• As tarefas:
• a. Traduza para o inglês esta frase do texto sobre a forma fractal em "Say So": "Inclusive, depois de gravar eu achei mais coisas na música dela e pedi pro Flávio adicionar uns enxertos na nossa gravação."
• b. Dê sequência ao texto sobre a forma fractal em "Say So", começando logo após a última frase mostrada.
====== Trecho de origem ======
O que Doja Cat, fractal e forma arco têm em comum?
No Episódio #013 de RUÍDOS, eu e o Flávio demos umas analisadas marotas nas músicas indicadas ao prêmio de melhor canção no VMA 2020, e entre as várias coisas interessantes que a gente achou, uma em especial me chamou a atenção: a forma fractal da música “Say So”, da cantora Doja Cat.
Como nosso tempo era curto, afinal a gente tinha que analisar seis músicas em idealmente menos de uma hora, eu só consegui tocar um pouco na superfície do conceito de fractal e de como a música da Doja Cat apresentava vários exemplos disso na prática. Inclusive, depois de gravar eu achei mais coisas na música dela e pedi pro Flávio adicionar uns enxertos na nossa gravação. Insatisfeito, e depois do Flávio ter todo o trabalho de arrumar a sincronia da trilha, cortar e colar meu enxerto e tals, eu achei ainda mais coisas! Decidi, todavia, recorrer a este espaço ao invés de importunar o Flavito mais uma vez.
====== Dados armazenados ======
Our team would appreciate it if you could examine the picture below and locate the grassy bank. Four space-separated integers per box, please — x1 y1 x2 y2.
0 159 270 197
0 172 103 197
======
• Resultados por tarefa:
• a. In fact, after recording I found more things in her song and asked Flávio to add a few inserts to our recording.

• b.
Mas enfim: o que é fractal? e como “Say So” pode ser analisada tendo esse conceito em mente?
Fractal, matematicamente falando, “é qualquer uma das inúmeras formas geométricas complexas onde qualquer parte aleatoriamente escolhida terá uma configuração semelhante dessa mesma forma observada em escala aumentada ou reduzida”.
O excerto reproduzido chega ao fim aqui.